:: TESTO FORNITO ::
—————
La moratoria è legge: 10 miti da sfatare

È stata pubblicata sul Buras la legge regionale n. 5/2024 (1), l’ormai famigerata “moratoria sull’eolico”. Ne abbiamo messo in evidenza più volte l’inadeguatezza; non è opportuno ripetere in questa sede quanto già evidenziato e si rimanda agli articoli precedenti per l’analisi del contesto. È necessario, invece, per chiudere questa serie di analisi effettuate negli ultimi mesi, chiarire alcuni punti che – anche grazie a fuorvianti commenti nei social – negli ultimi giorni stanno alimentando convinzioni sbagliate tra i cittadini in ordine alla portata e alla funzione di questa legge.

1) “Ereditata Regione senza regole”
—————
:: COSA SI CHIEDE ::
**A)** Indica se ciascuna affermazione concorda con il testo sulla moratoria, rispondendo sì o no e citando alla lettera le parole decisive: (i) la legge regionale sulla moratoria è stata pubblicata sul Buras; (ii) il testo ripete nel dettaglio l'analisi del contesto già svolta in precedenza; (iii) commenti fuorvianti nei social stanno alimentando convinzioni sbagliate tra i cittadini.
**B)** Secondo il testo sulla moratoria, qual è il numero della legge regionale pubblicata sul Buras?
Le righe non hanno alcun legame con il testo sulla moratoria.

:: Righe grezze ::
—————
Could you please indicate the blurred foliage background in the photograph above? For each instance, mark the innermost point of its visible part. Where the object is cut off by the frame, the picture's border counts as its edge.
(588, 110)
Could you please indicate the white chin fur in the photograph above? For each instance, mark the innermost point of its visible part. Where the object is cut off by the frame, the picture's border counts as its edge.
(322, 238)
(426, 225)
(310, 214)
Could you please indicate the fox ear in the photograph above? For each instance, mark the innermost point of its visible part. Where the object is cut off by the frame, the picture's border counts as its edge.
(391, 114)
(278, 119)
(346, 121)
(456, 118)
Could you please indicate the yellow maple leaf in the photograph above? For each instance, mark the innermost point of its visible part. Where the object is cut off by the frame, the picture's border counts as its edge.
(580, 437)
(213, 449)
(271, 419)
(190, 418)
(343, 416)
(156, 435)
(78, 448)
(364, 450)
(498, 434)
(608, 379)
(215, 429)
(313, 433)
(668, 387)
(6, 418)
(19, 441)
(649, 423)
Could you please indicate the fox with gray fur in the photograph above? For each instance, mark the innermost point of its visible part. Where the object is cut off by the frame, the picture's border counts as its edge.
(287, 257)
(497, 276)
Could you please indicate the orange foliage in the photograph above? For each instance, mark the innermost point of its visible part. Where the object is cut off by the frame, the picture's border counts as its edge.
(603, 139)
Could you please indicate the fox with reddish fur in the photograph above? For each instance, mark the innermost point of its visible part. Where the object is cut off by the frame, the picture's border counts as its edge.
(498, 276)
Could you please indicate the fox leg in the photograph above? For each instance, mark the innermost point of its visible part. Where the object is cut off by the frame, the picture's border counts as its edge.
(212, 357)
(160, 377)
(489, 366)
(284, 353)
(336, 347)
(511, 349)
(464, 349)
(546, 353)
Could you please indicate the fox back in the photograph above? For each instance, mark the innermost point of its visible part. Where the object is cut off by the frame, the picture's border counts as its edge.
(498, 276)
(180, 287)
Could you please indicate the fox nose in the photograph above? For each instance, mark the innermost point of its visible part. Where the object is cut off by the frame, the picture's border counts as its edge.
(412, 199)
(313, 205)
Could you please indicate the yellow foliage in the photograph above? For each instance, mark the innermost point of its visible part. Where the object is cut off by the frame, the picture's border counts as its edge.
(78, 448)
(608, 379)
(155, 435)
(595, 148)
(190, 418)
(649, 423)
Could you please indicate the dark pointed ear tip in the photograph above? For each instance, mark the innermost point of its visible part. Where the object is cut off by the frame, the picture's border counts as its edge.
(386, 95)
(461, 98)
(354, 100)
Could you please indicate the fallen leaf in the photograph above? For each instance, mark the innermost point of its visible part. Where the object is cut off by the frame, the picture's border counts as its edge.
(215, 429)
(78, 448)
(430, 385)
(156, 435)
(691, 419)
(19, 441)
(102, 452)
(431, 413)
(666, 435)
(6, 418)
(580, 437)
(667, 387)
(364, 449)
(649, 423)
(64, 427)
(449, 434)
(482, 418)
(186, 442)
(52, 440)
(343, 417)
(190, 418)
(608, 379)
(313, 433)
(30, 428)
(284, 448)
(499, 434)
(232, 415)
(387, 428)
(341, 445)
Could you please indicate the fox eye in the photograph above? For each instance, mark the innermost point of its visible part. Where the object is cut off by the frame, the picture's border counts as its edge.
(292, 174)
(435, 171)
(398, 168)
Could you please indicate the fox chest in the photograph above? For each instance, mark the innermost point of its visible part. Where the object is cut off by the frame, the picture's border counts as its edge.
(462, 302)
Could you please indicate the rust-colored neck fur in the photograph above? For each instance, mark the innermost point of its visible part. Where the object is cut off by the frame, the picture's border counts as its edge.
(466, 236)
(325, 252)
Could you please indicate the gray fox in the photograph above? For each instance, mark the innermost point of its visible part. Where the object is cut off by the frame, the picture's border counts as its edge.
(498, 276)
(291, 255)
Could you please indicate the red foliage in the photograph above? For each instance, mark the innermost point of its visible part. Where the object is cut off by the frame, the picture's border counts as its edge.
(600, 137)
—————
:: RISPOSTE FORNITE ::
**A)**
(i) Sì: «È stata pubblicata sul Buras la legge regionale n. 5/2024»
(ii) No: «non è opportuno ripetere in questa sede quanto già evidenziato e si rimanda agli articoli precedenti per l’analisi del contesto»
(iii) Sì: «anche grazie a fuorvianti commenti nei social – negli ultimi giorni stanno alimentando convinzioni sbagliate tra i cittadini»

**B)** È la legge regionale n. 5/2024.